[Your tasks]:
a – Write out the part of the Magic Eden article between "Those perks included" and "the dining room.", inclusive.
b – Translate this sentence from the Magic Eden article into Spanish: "Magic Eden’s pop-up hacker house was modest but had a few bells and whistles that carried the skeleton crew through the week."
c – Carry on the article about Magic Eden's hacker house from the point where it stops.

[Excerpted text]:
Magic Eden coders gathered in an Airbnb in San Jose, California, to hack in preparation for the so-called bitcoin halving.
Amil Husain
In the East Foothills of San Jose, California, 17 coders working for the popular ordinals marketplace maker, Magic Eden, piled into a 4-bedroom, 3,875 square-foot house rented on Airbnb. Their goal was to spend a week hacking to prepare for the so-called bitcoin halving — an event that is baked into the chain’s code and helps to stave off inflation through programmatic monetary policy.
A lot of the talk surrounding the halving, which happens roughly every four years, has been pegged to the fact that new issuance of the world’s largest virtual coin would be cut in half. But the block that locked in the halving also coincided with a couple other major launches on the blockchain, including cutting-edge programming innovations that are expected to draw both a lot more coders and a lot more venture capital dollars into the bitcoin ecosystem.
Also unlike past halving events, the world’s largest cryptocurrency touched a new all-time high above $73,000 in March as record flows entered the bitcoin ecosystem via the newly-launched spot bitcoin exchange-traded funds in the U.S.
“Bitcoin has never been healthier – what was missing previously was a vibrant developer ecosystem on top,” said Magic Eden’s co-founder and chief operating officer, Zedd Yin.
Some of Magic Eden’s coders took breaks from hacking to play arcade games.
Amil Husain
Arcade games and hard liquor
Magic Eden’s pop-up hacker house was modest but had a few bells and whistles that carried the skeleton crew through the week.
Those perks included Teenage Mutant Ninja Turtles and Street Fighter themed arcade-style machine games in the living room — plus a DIY open bar on a collapsible, plastic table in the dining room.
Engineers also went into the hackathon with the distinct advantage of knowing what they wanted to build. In the days leading up to the halving, Yin, 33, convened his team under the same roof in Northern California with one clear goal in mind: To code and launch the definitive marketplace for a new wave of digital products coming to bitcoin’s blockchain. On Monday morning, Magic Eden’s Runes Platform went live, helping to cement its place as the go-to forum to deal in these novel bitcoin offerings.

[Data excerpt]:
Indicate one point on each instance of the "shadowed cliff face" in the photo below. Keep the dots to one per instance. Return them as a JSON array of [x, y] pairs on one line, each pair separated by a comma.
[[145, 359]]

[Results for the exercise]:
a –
Those perks included Teenage Mutant Ninja Turtles and Street Fighter themed arcade-style machine games in the living room — plus a DIY open bar on a collapsible, plastic table in the dining room.

b – La casa de hackers improvisada de Magic Eden era modesta, pero tenía algunos lujos que mantuvieron en marcha al reducido equipo durante toda la semana.

c –
For years, rival chains like ethereum and solana have competed with bitcoin on functionality, because both have smart contracts — that is, programmable pieces of code — natively built into the base chain. That has been one of the chief reasons why developers around the world have flocked to these blockchains to build applications.
Magic Eden’s pop-up hacker house included arcade games and a ping pong table with a full bar.
Amil Husain
Enter Casey Rodarmor.
The popular bitcoin coder totally disrupted this dynamic last year when he introduced bitcoin’s version of non-fungible tokens known as ordinals, which developers ended up using as a base for bitcoin-issued coins called BRC-20 tokens. The launch was quiet, at first, but ultimately landed him tremendous acclaim.
Late Friday night, at the exact moment that the bitcoin halving initialized, Rodarmor unveiled his latest creation, runes, which is basically just a better and more efficient version of BRC-20 tokens.
“People really respect Casey and think that he sort of captured lightning in a bottle,” said Nic Carter of Castle Island Ventures. “And so there’s very high expectations for runes as well.”
Technically speaking, runes just enables asset issuance of fungible tokens on bitcoin’s base chain. That could be stablecoins, memecoins, or any variety of fungible token.
The reason this is significant to developers is because of its efficiency relative to existing BRC-20 tokens, bitcoin’s widely-used fungible token standard that has already received a ton of traction. Having a universally accepted token standard like this is seen as key to helping unlock scale of decentralized finance on bitcoin. Decentralized finance, or DeFi, is a parallel banking system that cuts out middlemen like lawyers and banks and relies upon code for enforcement.
“Fungible tokens are a significant part of every meaningful ecosystem like solana and ethereum, so runes is an important step in the evolution of bitcoin,” said Yin, who previously helped lead product for all institutional trading products at Coinbase.
Bill Barhydt, who runs Abra, a company that supports miners with a mix of services, including auto liquidations, and has access to macro data across the sector, said bitcoin simply cannot scale 100% on-chain via its own layer one. The problem has to do with the fact that bitcoin’s blockchain lacks the built-in smart contract capabilities necessary to reproduce the banking stack of a chain like ethereum or solana.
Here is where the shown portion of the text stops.